----- PROVIDED DATA -----

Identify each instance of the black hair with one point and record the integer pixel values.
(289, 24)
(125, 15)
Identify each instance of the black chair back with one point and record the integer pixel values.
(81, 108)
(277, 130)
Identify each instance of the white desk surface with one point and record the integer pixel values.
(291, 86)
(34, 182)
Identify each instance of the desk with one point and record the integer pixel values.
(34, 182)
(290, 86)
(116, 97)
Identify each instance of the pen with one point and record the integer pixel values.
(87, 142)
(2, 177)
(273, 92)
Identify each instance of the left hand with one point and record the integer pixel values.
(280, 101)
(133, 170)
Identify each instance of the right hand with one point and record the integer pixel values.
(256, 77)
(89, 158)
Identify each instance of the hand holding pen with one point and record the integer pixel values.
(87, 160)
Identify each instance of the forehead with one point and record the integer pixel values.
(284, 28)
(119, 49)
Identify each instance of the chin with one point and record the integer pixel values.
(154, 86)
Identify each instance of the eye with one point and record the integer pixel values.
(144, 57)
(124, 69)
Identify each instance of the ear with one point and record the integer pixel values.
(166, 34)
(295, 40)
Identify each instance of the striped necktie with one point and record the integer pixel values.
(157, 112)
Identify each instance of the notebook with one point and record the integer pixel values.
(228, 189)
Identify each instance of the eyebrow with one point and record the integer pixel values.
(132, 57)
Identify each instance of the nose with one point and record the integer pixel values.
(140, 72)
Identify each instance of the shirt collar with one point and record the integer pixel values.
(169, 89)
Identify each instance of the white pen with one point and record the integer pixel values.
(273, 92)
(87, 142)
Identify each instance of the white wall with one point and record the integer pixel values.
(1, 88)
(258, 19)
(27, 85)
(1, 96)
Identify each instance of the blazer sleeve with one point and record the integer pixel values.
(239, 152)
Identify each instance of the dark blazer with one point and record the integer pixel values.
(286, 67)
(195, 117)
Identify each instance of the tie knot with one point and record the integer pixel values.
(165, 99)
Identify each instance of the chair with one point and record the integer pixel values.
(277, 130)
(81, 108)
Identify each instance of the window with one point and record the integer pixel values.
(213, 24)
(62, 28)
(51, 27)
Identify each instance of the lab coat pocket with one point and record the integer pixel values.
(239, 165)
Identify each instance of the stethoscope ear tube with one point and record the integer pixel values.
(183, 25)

-----

Rewrite the lines from the one with "Identify each instance of the stethoscope" through the end of the listing, including the request, multiplying every point coordinate in the answers by 2.35 and rounding to whole numbers, halves up.

* TASK ANSWER:
Identify each instance of the stethoscope ear tube with one point and record the integer pixel values.
(430, 59)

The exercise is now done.